Exercise details:
An exact, complete copy of the entries is what is needed.

[Records shown]

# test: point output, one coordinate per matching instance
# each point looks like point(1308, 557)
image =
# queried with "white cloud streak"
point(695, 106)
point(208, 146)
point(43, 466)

[/Records shown]

Task output:
# test: point output, one coordinate per matching instance
# each point looks like point(1308, 557)
image =
# queried with "white cloud streak"
point(695, 106)
point(208, 146)
point(43, 466)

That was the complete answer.